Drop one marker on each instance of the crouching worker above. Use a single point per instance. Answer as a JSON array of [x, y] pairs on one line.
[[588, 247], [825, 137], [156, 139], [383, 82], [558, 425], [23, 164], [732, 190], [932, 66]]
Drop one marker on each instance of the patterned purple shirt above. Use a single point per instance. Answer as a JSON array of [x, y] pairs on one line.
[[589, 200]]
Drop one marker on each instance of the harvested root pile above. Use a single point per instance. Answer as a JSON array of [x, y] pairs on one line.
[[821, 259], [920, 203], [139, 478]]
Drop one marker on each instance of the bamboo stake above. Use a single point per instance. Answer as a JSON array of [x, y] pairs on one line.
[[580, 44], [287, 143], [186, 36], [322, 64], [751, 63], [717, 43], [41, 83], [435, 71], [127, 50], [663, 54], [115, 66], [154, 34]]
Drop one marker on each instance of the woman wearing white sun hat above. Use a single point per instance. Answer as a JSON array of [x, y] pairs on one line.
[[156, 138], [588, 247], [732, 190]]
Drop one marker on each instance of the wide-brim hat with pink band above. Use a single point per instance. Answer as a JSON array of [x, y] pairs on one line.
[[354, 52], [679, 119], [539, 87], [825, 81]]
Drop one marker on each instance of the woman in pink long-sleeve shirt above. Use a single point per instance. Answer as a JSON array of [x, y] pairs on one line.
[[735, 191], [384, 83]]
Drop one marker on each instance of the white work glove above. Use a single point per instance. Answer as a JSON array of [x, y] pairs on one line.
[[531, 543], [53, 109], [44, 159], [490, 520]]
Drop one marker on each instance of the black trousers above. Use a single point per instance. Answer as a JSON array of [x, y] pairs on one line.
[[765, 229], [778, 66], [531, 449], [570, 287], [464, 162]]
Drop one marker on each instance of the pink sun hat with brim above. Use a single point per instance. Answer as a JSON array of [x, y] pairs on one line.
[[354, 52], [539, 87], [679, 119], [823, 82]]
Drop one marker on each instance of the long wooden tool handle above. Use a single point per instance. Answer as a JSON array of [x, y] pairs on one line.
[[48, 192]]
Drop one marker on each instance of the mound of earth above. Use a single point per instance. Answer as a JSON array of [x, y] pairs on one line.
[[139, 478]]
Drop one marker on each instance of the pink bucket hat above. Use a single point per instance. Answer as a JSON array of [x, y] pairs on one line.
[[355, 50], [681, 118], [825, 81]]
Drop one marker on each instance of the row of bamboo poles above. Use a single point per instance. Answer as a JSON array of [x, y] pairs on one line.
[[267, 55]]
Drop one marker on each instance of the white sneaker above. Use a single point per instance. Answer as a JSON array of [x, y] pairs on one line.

• Requirements:
Rewrite every one of the entries above, swapping "marker" for "pin" and leaving everything else unchanged.

• Output for this task:
Drop one pin on each instance of the crouching worker above. Use a single point per instance. Answer as a JSON array of [x, y] pairs on one line.
[[588, 247], [825, 137], [156, 139], [383, 82], [558, 425], [23, 164], [732, 190], [932, 66]]
Drop one pin on each instance of the patterned purple shirt above. Use a single point per instance. Answer as a JSON array of [x, y] pairs on one line.
[[589, 200]]
Drop one pin on each instance of the harvested root pile above. Use a single point per instance. Answer as a JSON array of [x, y] pairs on one line.
[[821, 259], [920, 203], [139, 478]]
Drop one pin on each instance of the bamboo stake above. Use a single point per instance. Answer as a JSON array of [x, y] pairs on one line.
[[580, 44], [287, 143], [186, 36], [322, 64], [751, 63], [717, 43], [41, 83], [435, 71], [127, 50], [663, 54], [115, 66], [154, 34]]
Drop one pin on each instance of the woman wearing white sun hat above. Use a single point per instance. Answer as a JSON array of [x, y] pairs on one line.
[[156, 138], [588, 247], [732, 190]]
Drop one pin on each instance of the wide-brim hat with pink band above. Use a single point per instance. Answer as a JSON array of [x, y] pairs on one line.
[[354, 52], [679, 119], [539, 87], [825, 81]]
Drop one pin on each instance of the woman in pink long-sleeve shirt above. Use a single point per instance. Answer as a JSON array of [x, y] pairs on one line.
[[735, 191], [384, 83]]
Drop one pin on each instance of the white work glove above. Use a single point per instance. Answer as a JSON array of [x, y] pairs on one line.
[[531, 543], [53, 109], [44, 159], [490, 520]]
Drop one pin on each instance of the black trousers above. Use a single point per instance. Answer as a JSON array of [x, y] pairs on one line.
[[765, 229], [778, 66], [531, 449], [570, 287], [464, 162]]
Drop one pin on each instance of the pink sun hat with brim above. Use a single point per instance. Answer as a JSON array of [x, y] pairs on one line.
[[354, 52], [539, 87], [679, 119], [823, 82]]
Drop one pin on each instance of the long wooden tool handle above. Use a single point per instance. Answer as a JSON array of [x, y] pairs on one line.
[[48, 192]]
Drop one pin on each instance of the mound of earth above. Use a single point per instance. Answer as a JSON array of [x, y] pairs on one line.
[[139, 478]]
Drop one pin on each instance of the pink bucket hat above. Use a single point per instance. Answer as a JSON array of [x, y] pairs on one line.
[[355, 50], [681, 118], [825, 81]]
Drop one pin on each instance of the row of bamboo poles above. Use a single point per instance. Answer as a JSON array of [x, y] pairs on one line.
[[267, 55]]
Drop one pin on each instance of the white sneaker above. Use a single point per instance. Answer as a JSON array of [x, y] pairs on one line.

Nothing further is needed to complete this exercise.